* Text block:
A while back, I did a bit of work that I’ve been meaning to come back to and write about. The first of these are all about making it easier to see the temperature that different parts of the system are working with. In particular, I wanted to make sure that I could understand the temperature of the following different things:
-
Intel CPU Cores
-
Intel CPU Sockets
-
AMD CPUs
-
Intel Chipsets
While on some servers this data is available via IPMI, that doesn’t help you if you’re running a desktop or a laptop. Also, if the OS can know about this as a first class item, why bother going through IPMI to get at it? This is especially true as IPMI sometimes summarizes all of the different readings into a single one.
Seeing is Believing
Now, with these present, you can ask fmtopo to see the sensor values. While fmtopo itself isn’t a great user interface, it’s a great building block to centralize all of the different sensor information in the system. From here, we can build tooling on top of the fault management architecture (FMA) to better see and understand the different sensors. FMA will abstract all of the different sources. Some of them may be delivered by the kernel while others may be delivered by user land. With that in mind, let’s look at what this looks like on a small Kaby Lake NUC:
[root@estel ~]# /usr/lib/fm/fmd/fmtopo -V *sensor=temp
TIME UUID
Aug 12 20:44:08 88c3752d-53c2-ea3a-c787-cbeff0578cd0
hc://:product-id=NUC7i3BNH:server-id=estel:chassis-id=G6BN735007J5/motherboard=0/chip=0/core=0?sensor=temp
group: protocol version: 1 stability: Private/Private
resource fmri hc://:product-id=NUC7i3BNH:server-id=estel:chassis-id=G6BN735007J5/motherboard=0/chip=0/core=0?sensor=temp
group: authority version: 1 stability: Private/Private
product-id string NUC7i3BNH
chassis-id string G6BN735007J5
server-id string estel
group: facility version: 1 stability: Private/Private
sensor-class string threshold
type uint32 0x1 (TEMP)
units uint32 0x1 (DEGREES_C)

* Problem: Could you print the part of the sensor write-up that begins at the words "A while back, I" and stops after "a single one.", keeping every word unchanged?

(Excerpts from a location annotation dataset)
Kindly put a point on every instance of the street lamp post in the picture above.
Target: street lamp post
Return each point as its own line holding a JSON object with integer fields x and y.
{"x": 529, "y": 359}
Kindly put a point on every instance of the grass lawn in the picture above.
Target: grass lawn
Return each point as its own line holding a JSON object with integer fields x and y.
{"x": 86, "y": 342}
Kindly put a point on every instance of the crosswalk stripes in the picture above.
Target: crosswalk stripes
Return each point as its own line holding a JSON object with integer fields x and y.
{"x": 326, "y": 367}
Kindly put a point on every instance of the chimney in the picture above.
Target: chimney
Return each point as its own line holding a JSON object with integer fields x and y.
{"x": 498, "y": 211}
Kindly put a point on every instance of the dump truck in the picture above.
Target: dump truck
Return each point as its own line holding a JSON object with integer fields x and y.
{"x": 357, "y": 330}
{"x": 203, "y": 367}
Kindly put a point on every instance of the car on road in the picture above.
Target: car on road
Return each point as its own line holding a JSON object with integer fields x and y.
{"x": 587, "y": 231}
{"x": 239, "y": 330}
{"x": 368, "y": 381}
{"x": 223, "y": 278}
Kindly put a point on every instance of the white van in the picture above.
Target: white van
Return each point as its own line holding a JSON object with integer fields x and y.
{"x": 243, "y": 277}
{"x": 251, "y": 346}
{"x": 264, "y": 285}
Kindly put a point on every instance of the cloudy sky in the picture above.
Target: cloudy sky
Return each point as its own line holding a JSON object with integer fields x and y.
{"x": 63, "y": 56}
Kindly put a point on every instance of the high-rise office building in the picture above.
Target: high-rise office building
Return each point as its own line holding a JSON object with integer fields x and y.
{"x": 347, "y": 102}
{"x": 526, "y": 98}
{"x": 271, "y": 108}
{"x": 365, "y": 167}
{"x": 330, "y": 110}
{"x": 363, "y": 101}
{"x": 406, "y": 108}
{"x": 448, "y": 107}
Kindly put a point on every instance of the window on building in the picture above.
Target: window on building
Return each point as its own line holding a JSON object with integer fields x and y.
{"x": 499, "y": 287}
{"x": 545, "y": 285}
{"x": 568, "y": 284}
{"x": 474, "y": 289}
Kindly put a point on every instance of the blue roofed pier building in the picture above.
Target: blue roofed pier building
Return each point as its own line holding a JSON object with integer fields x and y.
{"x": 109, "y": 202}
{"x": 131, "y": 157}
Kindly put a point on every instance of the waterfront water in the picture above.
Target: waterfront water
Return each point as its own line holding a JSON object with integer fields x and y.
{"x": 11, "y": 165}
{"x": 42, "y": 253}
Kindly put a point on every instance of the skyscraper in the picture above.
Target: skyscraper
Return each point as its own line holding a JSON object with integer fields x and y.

* Written answer:
A while back, I did a bit of work that I’ve been meaning to come back to and write about. The first of these are all about making it easier to see the temperature that different parts of the system are working with. In particular, I wanted to make sure that I could understand the temperature of the following different things:
-
Intel CPU Cores
-
Intel CPU Sockets
-
AMD CPUs
-
Intel Chipsets
While on some servers this data is available via IPMI, that doesn’t help you if you’re running a desktop or a laptop. Also, if the OS can know about this as a first class item, why bother going through IPMI to get at it? This is especially true as IPMI sometimes summarizes all of the different readings into a single one.